Dataset entries:
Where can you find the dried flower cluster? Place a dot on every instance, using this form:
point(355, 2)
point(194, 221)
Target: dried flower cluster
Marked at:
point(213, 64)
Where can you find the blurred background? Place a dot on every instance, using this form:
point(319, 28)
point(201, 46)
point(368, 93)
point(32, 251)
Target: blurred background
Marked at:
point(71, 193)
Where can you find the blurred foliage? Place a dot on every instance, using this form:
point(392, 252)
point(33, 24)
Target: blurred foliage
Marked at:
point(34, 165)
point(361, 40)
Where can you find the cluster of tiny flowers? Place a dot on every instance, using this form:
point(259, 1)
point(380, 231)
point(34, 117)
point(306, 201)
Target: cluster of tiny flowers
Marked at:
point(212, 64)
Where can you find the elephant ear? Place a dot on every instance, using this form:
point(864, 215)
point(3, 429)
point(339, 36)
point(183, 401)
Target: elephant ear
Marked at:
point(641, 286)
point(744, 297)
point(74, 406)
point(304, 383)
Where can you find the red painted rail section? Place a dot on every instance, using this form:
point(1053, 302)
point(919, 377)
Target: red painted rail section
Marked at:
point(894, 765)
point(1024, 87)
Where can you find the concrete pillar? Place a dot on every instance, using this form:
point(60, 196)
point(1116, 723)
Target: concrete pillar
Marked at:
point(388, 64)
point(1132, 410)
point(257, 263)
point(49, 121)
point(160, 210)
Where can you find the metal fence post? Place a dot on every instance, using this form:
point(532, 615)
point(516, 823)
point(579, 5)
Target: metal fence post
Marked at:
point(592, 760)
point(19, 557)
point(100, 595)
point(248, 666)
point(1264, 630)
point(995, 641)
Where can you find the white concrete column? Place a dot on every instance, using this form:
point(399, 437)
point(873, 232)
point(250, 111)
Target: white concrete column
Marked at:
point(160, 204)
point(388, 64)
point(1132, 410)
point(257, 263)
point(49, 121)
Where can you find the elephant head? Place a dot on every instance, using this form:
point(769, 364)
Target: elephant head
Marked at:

What to do: Please print all the data again exactly as given.

Response area:
Where can you find the dried flower cluster? Place a dot on every instance, using this form:
point(355, 2)
point(194, 221)
Target: dried flower cluster
Marked at:
point(213, 64)
Where can you find the blurred background? Place a dot on every instance, using this form:
point(319, 28)
point(201, 46)
point(368, 93)
point(32, 251)
Target: blurred background
Marked at:
point(71, 193)
Where can you find the blurred foliage? Place a dot on every instance, using this form:
point(392, 252)
point(33, 24)
Target: blurred foliage
Marked at:
point(34, 165)
point(361, 40)
Where can you find the cluster of tiny flowers? Place a dot on every instance, using this form:
point(259, 1)
point(380, 231)
point(34, 117)
point(306, 201)
Target: cluster of tiny flowers
Marked at:
point(212, 64)
Where can you find the elephant ear? Place a dot on every instance, using this form:
point(864, 215)
point(3, 429)
point(339, 36)
point(183, 401)
Target: elephant ear
Marked at:
point(641, 286)
point(744, 297)
point(74, 406)
point(304, 383)
Where can you find the red painted rail section? Place a dot on every instance, using this form:
point(1053, 302)
point(919, 377)
Target: red painted rail section
Marked at:
point(894, 765)
point(1024, 87)
Where can you find the concrete pillar? Place a dot on every instance, using this form:
point(60, 196)
point(1116, 723)
Target: concrete pillar
Marked at:
point(388, 64)
point(1132, 410)
point(257, 263)
point(49, 121)
point(160, 210)
Where can you find the metal fence post? Place a dot on every instance, using this form:
point(532, 615)
point(516, 823)
point(579, 5)
Target: metal fence post
Marked at:
point(592, 760)
point(19, 557)
point(100, 595)
point(248, 666)
point(1264, 630)
point(995, 641)
Where can you find the white concrete column? Place a dot on every instance, using this form:
point(399, 437)
point(873, 232)
point(250, 111)
Target: white concrete column
Marked at:
point(160, 204)
point(388, 64)
point(1132, 410)
point(257, 263)
point(49, 121)
Where can you find the elephant head? Place a dot on every instance, using this form:
point(769, 364)
Target: elephant head
Marked at:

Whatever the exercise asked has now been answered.